Bangladesh's Energy Crisis: Policy Failures and Solutions (2026)

Bangladesh's energy insecurity is a policy failure, not a price problem. While global fuel prices, foreign exchange shortages, and capacity payments play a role, they often obscure a more critical issue: a significant portion of our vulnerability is self-inflicted through policy design. This becomes evident when viewed through the current geopolitical landscape. Bangladesh's heavy reliance on energy imports, with nearly 90% passing through the Strait of Hormuz, a fragile maritime chokepoint, poses a direct supply-side risk. Any disruption here could have severe consequences, including delayed deliveries, skyrocketing prices, depleted foreign exchange reserves, and immediate load shedding. Therefore, energy policy must prioritize resilience, flexibility, and cost minimization. Unfortunately, Bangladesh's current framework falls short of these goals.

The current tax structure on primary fuels is a significant contributor to the problem. Bangladesh imposes different tax rates on various fuels: approximately 26.5% on heavy fuel oil (HFO), around 2% on LNG, and about 5% on coal for imports by power generators. These taxes are levied at the import stage, long before electricity generation. This is a fundamental policy error, as primary energy is a strategic input, not a consumption good. Heavily and unevenly taxing it distorts fuel choice, inflates generation costs, and reduces the system's ability to respond during supply disruptions.

The distortion doesn't end at the port. Once fuels enter the system, the Bangladesh Power Development Board (BPDB) incurs additional downstream costs, including taxes, margins, and administration charges, which can reach up to 20% for HFO-based generation. This results in the same unit of energy being burdened multiple times before it reaches consumers as electricity. Consequently, higher electricity tariffs or larger subsidies, reduced industrial competitiveness, strain on foreign exchange reserves, and lower investor confidence are the likely outcomes. In a time of global supply route threats, this tax structure amplifies risk rather than mitigating it.

:: Rows ::
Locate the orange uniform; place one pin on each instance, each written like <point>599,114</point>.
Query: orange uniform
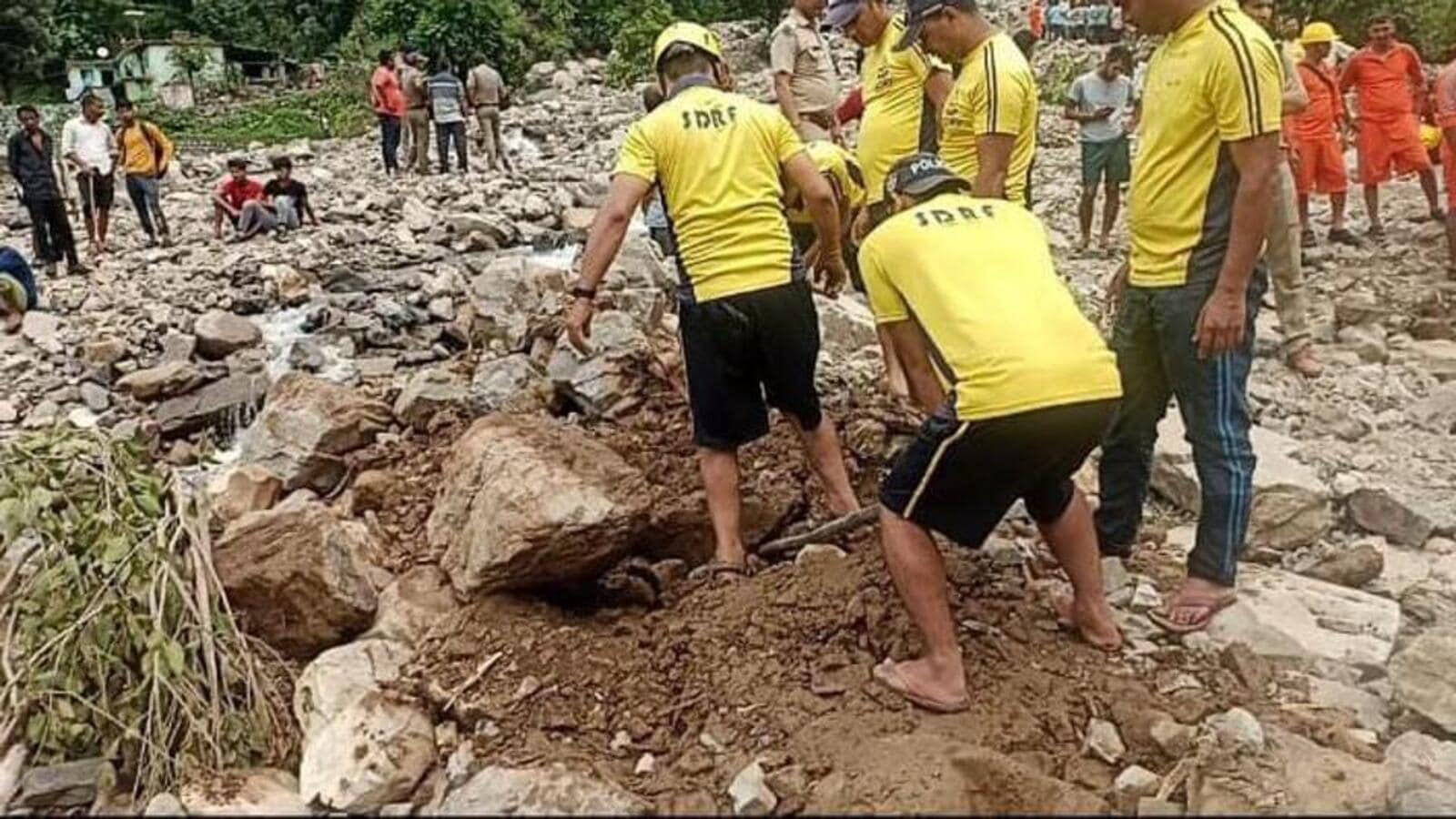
<point>1317,133</point>
<point>1446,120</point>
<point>1390,131</point>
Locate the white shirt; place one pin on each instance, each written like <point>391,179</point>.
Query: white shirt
<point>91,142</point>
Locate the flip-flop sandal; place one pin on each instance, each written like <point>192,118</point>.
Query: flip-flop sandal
<point>1208,605</point>
<point>888,675</point>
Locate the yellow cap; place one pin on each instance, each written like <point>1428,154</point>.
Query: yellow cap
<point>1431,137</point>
<point>691,34</point>
<point>1318,31</point>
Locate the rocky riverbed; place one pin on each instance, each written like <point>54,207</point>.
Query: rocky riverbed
<point>473,547</point>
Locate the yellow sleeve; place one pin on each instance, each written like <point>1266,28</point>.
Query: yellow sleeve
<point>1244,84</point>
<point>786,142</point>
<point>885,302</point>
<point>638,157</point>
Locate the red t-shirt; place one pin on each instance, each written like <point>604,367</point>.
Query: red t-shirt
<point>238,193</point>
<point>1327,106</point>
<point>389,98</point>
<point>1383,82</point>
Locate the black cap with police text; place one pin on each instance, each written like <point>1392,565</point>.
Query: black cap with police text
<point>919,174</point>
<point>916,14</point>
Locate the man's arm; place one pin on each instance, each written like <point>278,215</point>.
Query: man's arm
<point>608,230</point>
<point>995,153</point>
<point>915,359</point>
<point>1222,322</point>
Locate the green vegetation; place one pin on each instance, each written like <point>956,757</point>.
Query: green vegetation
<point>337,109</point>
<point>116,637</point>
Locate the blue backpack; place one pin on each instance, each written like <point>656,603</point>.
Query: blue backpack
<point>14,266</point>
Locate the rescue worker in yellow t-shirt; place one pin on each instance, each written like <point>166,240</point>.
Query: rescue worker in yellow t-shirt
<point>1198,210</point>
<point>747,319</point>
<point>989,124</point>
<point>1018,387</point>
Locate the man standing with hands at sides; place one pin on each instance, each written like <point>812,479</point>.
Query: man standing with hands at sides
<point>804,79</point>
<point>989,124</point>
<point>417,111</point>
<point>1098,102</point>
<point>1203,191</point>
<point>903,92</point>
<point>389,106</point>
<point>91,147</point>
<point>747,319</point>
<point>146,153</point>
<point>1285,258</point>
<point>1446,121</point>
<point>1018,388</point>
<point>1390,87</point>
<point>484,89</point>
<point>1320,136</point>
<point>31,157</point>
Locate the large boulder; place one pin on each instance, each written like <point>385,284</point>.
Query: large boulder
<point>339,676</point>
<point>1290,503</point>
<point>539,792</point>
<point>369,755</point>
<point>220,334</point>
<point>1286,615</point>
<point>306,429</point>
<point>296,574</point>
<point>1421,775</point>
<point>528,501</point>
<point>1424,676</point>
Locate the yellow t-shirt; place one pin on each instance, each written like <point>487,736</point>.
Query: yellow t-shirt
<point>717,157</point>
<point>976,274</point>
<point>996,94</point>
<point>1215,80</point>
<point>897,120</point>
<point>844,174</point>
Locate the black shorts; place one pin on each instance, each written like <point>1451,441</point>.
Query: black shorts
<point>746,353</point>
<point>96,191</point>
<point>958,479</point>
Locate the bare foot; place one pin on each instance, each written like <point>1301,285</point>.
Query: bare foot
<point>1092,620</point>
<point>925,683</point>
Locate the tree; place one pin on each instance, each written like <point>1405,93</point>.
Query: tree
<point>191,58</point>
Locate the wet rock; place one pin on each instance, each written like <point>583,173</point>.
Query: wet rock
<point>1283,614</point>
<point>370,753</point>
<point>339,676</point>
<point>296,574</point>
<point>67,784</point>
<point>1421,775</point>
<point>528,501</point>
<point>543,792</point>
<point>1104,741</point>
<point>164,380</point>
<point>1290,501</point>
<point>242,490</point>
<point>1380,513</point>
<point>412,603</point>
<point>507,385</point>
<point>1424,680</point>
<point>261,792</point>
<point>750,793</point>
<point>218,334</point>
<point>427,394</point>
<point>306,429</point>
<point>223,402</point>
<point>1350,566</point>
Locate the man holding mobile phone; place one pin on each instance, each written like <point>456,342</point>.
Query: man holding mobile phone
<point>1099,102</point>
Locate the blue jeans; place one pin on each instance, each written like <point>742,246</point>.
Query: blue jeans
<point>1158,359</point>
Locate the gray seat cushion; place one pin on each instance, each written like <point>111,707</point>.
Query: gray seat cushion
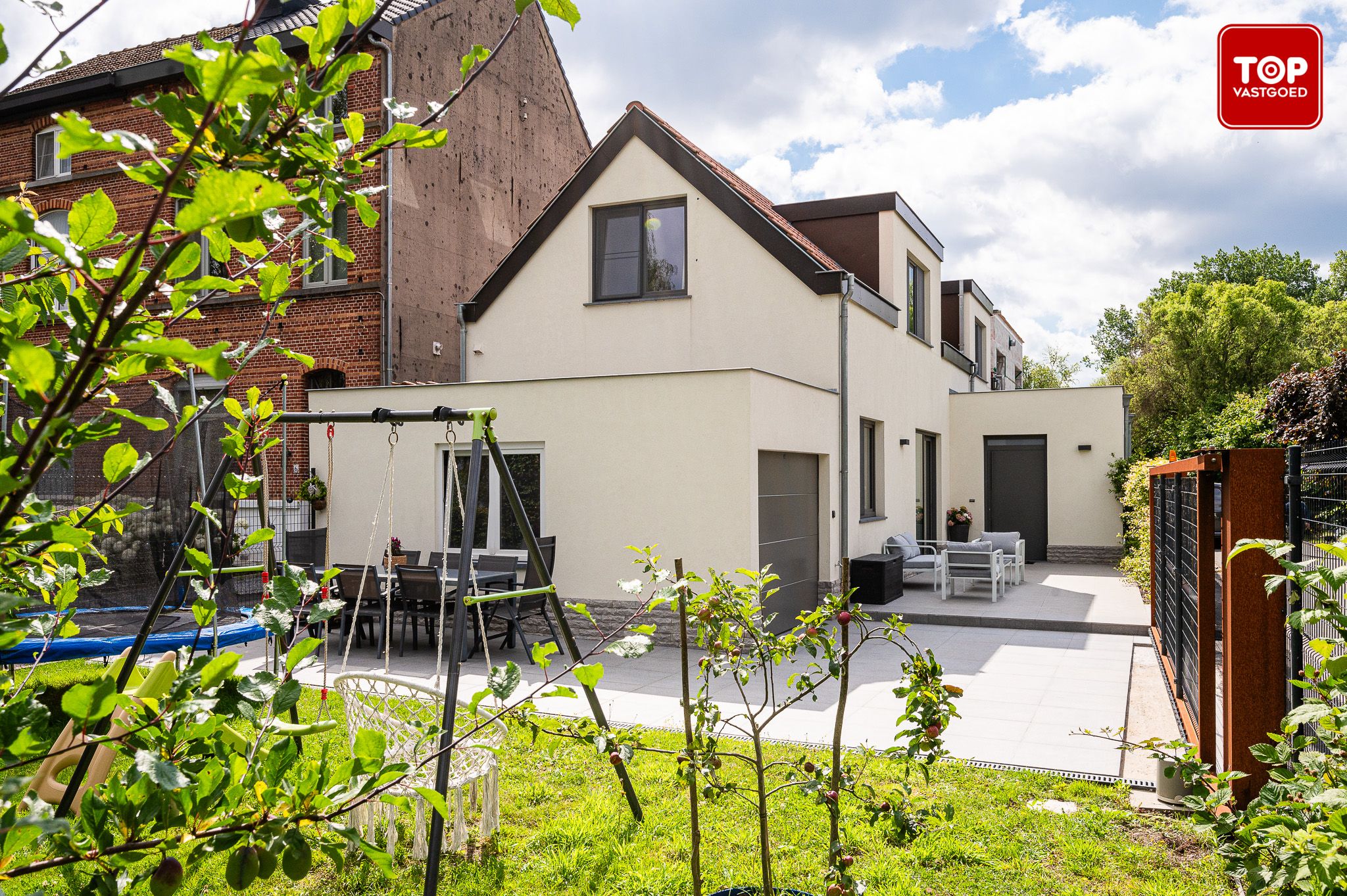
<point>1001,540</point>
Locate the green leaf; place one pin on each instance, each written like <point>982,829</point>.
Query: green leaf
<point>478,54</point>
<point>91,701</point>
<point>589,674</point>
<point>631,646</point>
<point>204,611</point>
<point>36,366</point>
<point>259,536</point>
<point>92,218</point>
<point>564,10</point>
<point>160,771</point>
<point>504,681</point>
<point>542,651</point>
<point>286,696</point>
<point>218,671</point>
<point>231,195</point>
<point>119,461</point>
<point>208,513</point>
<point>355,126</point>
<point>301,650</point>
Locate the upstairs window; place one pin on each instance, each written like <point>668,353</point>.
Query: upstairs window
<point>640,250</point>
<point>328,268</point>
<point>46,164</point>
<point>208,267</point>
<point>916,299</point>
<point>979,349</point>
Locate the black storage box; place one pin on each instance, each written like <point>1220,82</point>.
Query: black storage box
<point>877,579</point>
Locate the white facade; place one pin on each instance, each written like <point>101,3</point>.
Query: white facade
<point>650,415</point>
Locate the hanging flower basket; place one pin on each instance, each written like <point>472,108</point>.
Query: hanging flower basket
<point>313,490</point>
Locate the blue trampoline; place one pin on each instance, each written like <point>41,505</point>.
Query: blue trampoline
<point>107,632</point>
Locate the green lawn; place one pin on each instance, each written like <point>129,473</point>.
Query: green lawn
<point>566,829</point>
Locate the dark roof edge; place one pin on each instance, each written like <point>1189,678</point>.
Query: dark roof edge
<point>104,83</point>
<point>954,287</point>
<point>636,123</point>
<point>868,204</point>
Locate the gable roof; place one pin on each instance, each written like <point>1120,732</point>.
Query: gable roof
<point>735,197</point>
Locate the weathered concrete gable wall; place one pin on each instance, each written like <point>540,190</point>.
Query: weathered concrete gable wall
<point>515,139</point>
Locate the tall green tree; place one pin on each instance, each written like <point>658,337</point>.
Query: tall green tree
<point>1056,370</point>
<point>1248,267</point>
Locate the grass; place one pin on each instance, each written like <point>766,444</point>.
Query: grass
<point>566,829</point>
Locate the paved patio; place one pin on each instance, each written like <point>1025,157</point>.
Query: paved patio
<point>1025,690</point>
<point>1054,596</point>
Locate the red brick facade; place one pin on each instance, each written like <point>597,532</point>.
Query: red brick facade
<point>341,326</point>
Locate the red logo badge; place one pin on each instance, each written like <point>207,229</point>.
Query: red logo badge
<point>1271,77</point>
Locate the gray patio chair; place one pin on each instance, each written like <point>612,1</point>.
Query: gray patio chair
<point>918,557</point>
<point>1012,548</point>
<point>974,561</point>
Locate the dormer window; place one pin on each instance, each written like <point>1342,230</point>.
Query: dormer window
<point>640,250</point>
<point>46,164</point>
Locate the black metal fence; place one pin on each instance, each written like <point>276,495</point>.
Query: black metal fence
<point>1319,471</point>
<point>1176,556</point>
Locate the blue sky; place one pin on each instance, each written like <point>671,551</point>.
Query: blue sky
<point>1067,154</point>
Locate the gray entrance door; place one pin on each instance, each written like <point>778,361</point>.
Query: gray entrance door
<point>1017,490</point>
<point>789,532</point>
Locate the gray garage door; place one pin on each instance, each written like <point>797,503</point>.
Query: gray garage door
<point>789,531</point>
<point>1017,490</point>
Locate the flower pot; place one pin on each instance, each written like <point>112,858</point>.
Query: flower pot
<point>1169,789</point>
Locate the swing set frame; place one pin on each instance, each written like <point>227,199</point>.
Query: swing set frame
<point>484,444</point>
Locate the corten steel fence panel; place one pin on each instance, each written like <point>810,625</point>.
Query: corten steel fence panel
<point>1317,517</point>
<point>1183,592</point>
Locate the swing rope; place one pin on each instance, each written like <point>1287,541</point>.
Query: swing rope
<point>388,554</point>
<point>370,548</point>
<point>324,709</point>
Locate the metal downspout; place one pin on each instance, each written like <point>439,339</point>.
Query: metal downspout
<point>385,369</point>
<point>844,432</point>
<point>462,344</point>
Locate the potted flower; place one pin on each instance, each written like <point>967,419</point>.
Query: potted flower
<point>313,490</point>
<point>394,555</point>
<point>957,521</point>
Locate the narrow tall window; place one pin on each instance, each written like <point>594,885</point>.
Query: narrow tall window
<point>979,349</point>
<point>208,267</point>
<point>869,469</point>
<point>328,267</point>
<point>916,299</point>
<point>640,250</point>
<point>46,164</point>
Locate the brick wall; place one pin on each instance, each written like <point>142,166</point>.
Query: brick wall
<point>339,326</point>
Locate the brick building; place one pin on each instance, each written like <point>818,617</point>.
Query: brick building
<point>446,218</point>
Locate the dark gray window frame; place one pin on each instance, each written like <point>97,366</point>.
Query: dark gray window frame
<point>602,214</point>
<point>869,469</point>
<point>918,299</point>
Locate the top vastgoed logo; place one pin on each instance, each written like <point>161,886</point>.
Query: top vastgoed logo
<point>1271,77</point>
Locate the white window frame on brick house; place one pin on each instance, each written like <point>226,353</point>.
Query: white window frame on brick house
<point>46,166</point>
<point>330,271</point>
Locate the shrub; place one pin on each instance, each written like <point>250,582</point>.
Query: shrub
<point>1136,521</point>
<point>1310,406</point>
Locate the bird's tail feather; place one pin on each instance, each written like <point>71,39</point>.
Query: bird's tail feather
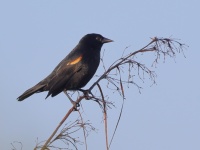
<point>29,92</point>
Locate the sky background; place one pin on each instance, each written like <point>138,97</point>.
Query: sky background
<point>36,35</point>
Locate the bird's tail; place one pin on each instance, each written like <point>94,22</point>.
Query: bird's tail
<point>35,89</point>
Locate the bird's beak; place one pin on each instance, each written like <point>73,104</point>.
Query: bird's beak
<point>106,40</point>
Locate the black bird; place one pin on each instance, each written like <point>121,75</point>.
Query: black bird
<point>74,71</point>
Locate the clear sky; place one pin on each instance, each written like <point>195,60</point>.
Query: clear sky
<point>36,35</point>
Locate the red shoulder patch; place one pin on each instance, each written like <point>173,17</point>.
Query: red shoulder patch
<point>75,61</point>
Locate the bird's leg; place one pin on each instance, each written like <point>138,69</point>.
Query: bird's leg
<point>86,93</point>
<point>73,102</point>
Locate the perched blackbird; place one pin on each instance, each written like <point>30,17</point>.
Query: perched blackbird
<point>75,70</point>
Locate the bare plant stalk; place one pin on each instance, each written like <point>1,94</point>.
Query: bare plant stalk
<point>83,130</point>
<point>105,116</point>
<point>60,124</point>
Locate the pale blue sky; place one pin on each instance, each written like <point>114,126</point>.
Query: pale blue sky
<point>36,35</point>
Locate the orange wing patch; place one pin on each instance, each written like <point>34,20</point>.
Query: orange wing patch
<point>75,61</point>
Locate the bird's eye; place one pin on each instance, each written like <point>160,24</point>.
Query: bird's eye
<point>98,38</point>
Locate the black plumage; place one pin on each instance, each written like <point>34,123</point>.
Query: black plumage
<point>75,70</point>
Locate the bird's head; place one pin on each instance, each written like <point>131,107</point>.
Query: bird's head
<point>94,40</point>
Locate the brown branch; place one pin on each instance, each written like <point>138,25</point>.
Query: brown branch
<point>62,121</point>
<point>105,116</point>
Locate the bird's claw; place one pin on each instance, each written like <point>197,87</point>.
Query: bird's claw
<point>86,93</point>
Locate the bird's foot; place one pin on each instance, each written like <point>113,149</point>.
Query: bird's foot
<point>75,104</point>
<point>86,93</point>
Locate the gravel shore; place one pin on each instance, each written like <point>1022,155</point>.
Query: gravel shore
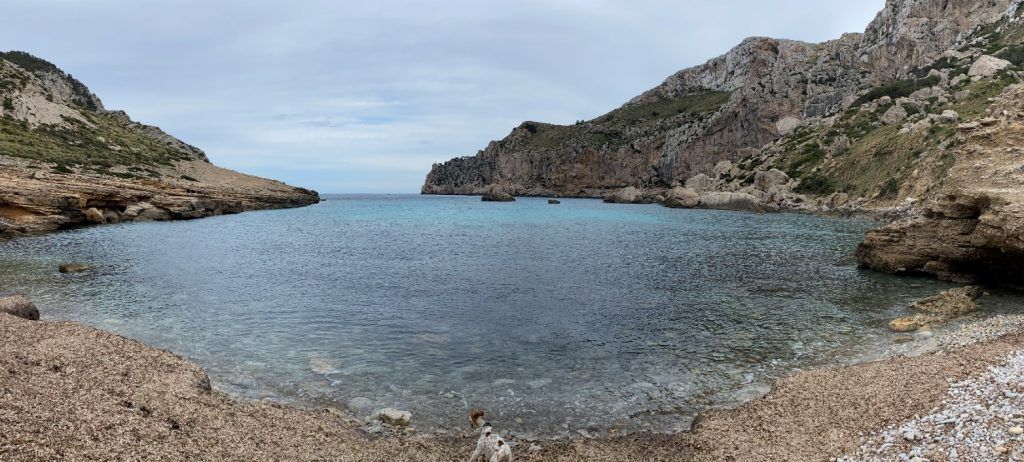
<point>73,392</point>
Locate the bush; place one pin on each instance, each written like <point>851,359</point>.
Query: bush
<point>816,184</point>
<point>898,89</point>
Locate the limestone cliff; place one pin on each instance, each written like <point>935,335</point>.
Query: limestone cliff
<point>721,111</point>
<point>66,161</point>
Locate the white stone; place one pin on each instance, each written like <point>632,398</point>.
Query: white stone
<point>987,67</point>
<point>394,417</point>
<point>786,125</point>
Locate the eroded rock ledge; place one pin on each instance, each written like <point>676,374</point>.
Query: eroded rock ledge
<point>973,233</point>
<point>34,200</point>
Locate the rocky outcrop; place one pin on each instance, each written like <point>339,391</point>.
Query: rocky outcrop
<point>682,198</point>
<point>939,308</point>
<point>762,89</point>
<point>18,305</point>
<point>495,193</point>
<point>973,228</point>
<point>69,162</point>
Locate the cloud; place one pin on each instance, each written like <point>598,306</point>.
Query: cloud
<point>365,96</point>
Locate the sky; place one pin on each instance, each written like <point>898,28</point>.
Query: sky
<point>364,96</point>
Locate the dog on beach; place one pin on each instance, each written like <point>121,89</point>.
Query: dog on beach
<point>491,447</point>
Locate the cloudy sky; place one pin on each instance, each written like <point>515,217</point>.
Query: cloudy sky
<point>363,96</point>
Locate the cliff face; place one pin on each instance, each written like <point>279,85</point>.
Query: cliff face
<point>66,161</point>
<point>721,111</point>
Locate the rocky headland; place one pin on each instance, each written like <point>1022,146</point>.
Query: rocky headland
<point>66,161</point>
<point>914,121</point>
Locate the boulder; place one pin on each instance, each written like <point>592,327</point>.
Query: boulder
<point>495,193</point>
<point>731,201</point>
<point>939,308</point>
<point>765,180</point>
<point>700,182</point>
<point>143,211</point>
<point>18,305</point>
<point>987,66</point>
<point>682,198</point>
<point>626,196</point>
<point>112,216</point>
<point>74,267</point>
<point>894,116</point>
<point>394,417</point>
<point>93,215</point>
<point>949,117</point>
<point>786,125</point>
<point>950,303</point>
<point>722,168</point>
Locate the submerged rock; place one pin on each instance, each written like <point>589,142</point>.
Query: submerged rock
<point>939,308</point>
<point>682,198</point>
<point>74,267</point>
<point>497,194</point>
<point>93,215</point>
<point>18,305</point>
<point>394,417</point>
<point>629,195</point>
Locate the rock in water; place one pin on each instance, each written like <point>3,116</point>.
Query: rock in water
<point>18,305</point>
<point>939,308</point>
<point>394,417</point>
<point>93,215</point>
<point>74,267</point>
<point>682,198</point>
<point>950,303</point>
<point>497,194</point>
<point>626,196</point>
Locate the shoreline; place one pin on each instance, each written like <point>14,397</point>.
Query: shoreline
<point>104,395</point>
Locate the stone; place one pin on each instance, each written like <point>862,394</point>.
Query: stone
<point>908,324</point>
<point>93,215</point>
<point>629,195</point>
<point>74,267</point>
<point>112,216</point>
<point>394,417</point>
<point>700,182</point>
<point>359,404</point>
<point>950,303</point>
<point>722,168</point>
<point>682,198</point>
<point>765,180</point>
<point>731,201</point>
<point>987,66</point>
<point>18,305</point>
<point>894,116</point>
<point>786,125</point>
<point>495,193</point>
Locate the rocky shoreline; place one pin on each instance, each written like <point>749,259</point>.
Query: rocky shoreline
<point>105,396</point>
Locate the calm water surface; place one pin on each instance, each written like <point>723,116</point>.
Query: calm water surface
<point>552,318</point>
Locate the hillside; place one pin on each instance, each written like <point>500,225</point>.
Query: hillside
<point>914,120</point>
<point>65,160</point>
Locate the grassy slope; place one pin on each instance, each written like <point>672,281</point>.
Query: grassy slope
<point>880,160</point>
<point>621,126</point>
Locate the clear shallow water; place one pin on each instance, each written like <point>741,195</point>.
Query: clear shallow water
<point>552,318</point>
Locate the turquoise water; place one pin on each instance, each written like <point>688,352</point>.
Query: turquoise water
<point>554,319</point>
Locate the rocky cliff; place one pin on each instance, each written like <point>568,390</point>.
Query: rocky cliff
<point>721,111</point>
<point>65,160</point>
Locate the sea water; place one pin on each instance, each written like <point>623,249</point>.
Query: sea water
<point>553,318</point>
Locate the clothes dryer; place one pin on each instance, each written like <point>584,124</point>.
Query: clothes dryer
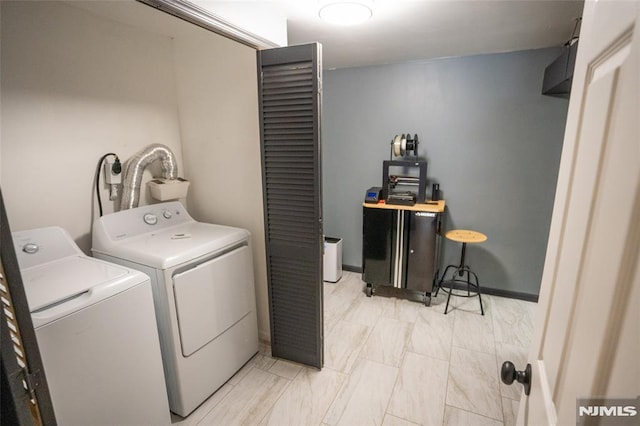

:: Problem set ::
1 - Please rewrite the rows from the start through the line containing "<point>14,266</point>", changing "flip-flop sandal" to "beach sandal" and leaving everything else as it is. Omit the pictures from your answer.
2 - Carry on the passage on Bangladesh's energy crisis from its last sentence.

:: Per-task answers ::
1 -
Locate the orange uniform; place one pin on each instance, each written like <point>599,114</point>.
Query: orange uniform
<point>1317,133</point>
<point>1446,120</point>
<point>1390,131</point>
Locate the white shirt; place one pin on each instance, each written like <point>391,179</point>.
Query: white shirt
<point>91,142</point>
Locate the beach sandal; place one pin on each instance, each written like <point>192,118</point>.
Query: beach sandal
<point>1208,605</point>
<point>888,675</point>
Locate the yellow cap; place one pin on each instance, each written like <point>1428,154</point>.
Query: yellow cap
<point>1431,137</point>
<point>691,34</point>
<point>1318,31</point>
Locate the rocky riverbed; place one pin on each instance, each written like <point>54,207</point>.
Query: rocky riverbed
<point>473,547</point>
Locate the yellow sleeve; place one pin on each instance, each written like <point>1266,28</point>.
Query: yellow sleeve
<point>1244,84</point>
<point>786,142</point>
<point>885,302</point>
<point>638,157</point>
Locate the red t-shirt; place one pin on each instance, each written like <point>604,367</point>.
Query: red t-shirt
<point>238,193</point>
<point>1327,106</point>
<point>389,98</point>
<point>1383,82</point>
Locate the black cap with police text; place one pin on each instance, each written like <point>1392,565</point>.
Query: black cap with police text
<point>919,174</point>
<point>916,14</point>
Locate the man's arm; place one pin on each instance, each written like <point>278,215</point>.
Query: man's arm
<point>608,230</point>
<point>995,153</point>
<point>915,359</point>
<point>1222,322</point>
Locate the green vegetation; place one pin on each instance, each written like <point>956,757</point>.
Query: green vegetation
<point>337,109</point>
<point>116,637</point>
Locate the blue backpack; place one pin on each instance, each written like <point>656,603</point>.
Query: blue backpack
<point>14,266</point>

2 -
To address this, Bangladesh needs discipline and consistency. All primary fuels should be subject to a single, uniform tax rate, ideally zero, or a maximum of 5% if revenue considerations demand it. This approach would immediately lower delivered fuel costs, allow for fuel switching during crises without artificial penalties, improve transparency and predictability, and strengthen energy security. Globally competitive economies focus on taxing value creation, not inputs critical to national productivity.

Energy security is not solely about state control but also about diversification, efficiency, and risk distribution. State entities like the Bangladesh Petroleum Corporation (BPC) and Petrobangla's Rupantarita Prakritik Gas Company Limited (RPGCL) should be corporatized and partially or fully privatized to improve efficiency and revenue generation. This would transfer working capital pressure, logistics risk, and price exposure to capable private operators. The same principle applies to electricity and gas transmission and distribution, where private participation under regulation has consistently led to lower system losses, faster grid modernization, and better service reliability.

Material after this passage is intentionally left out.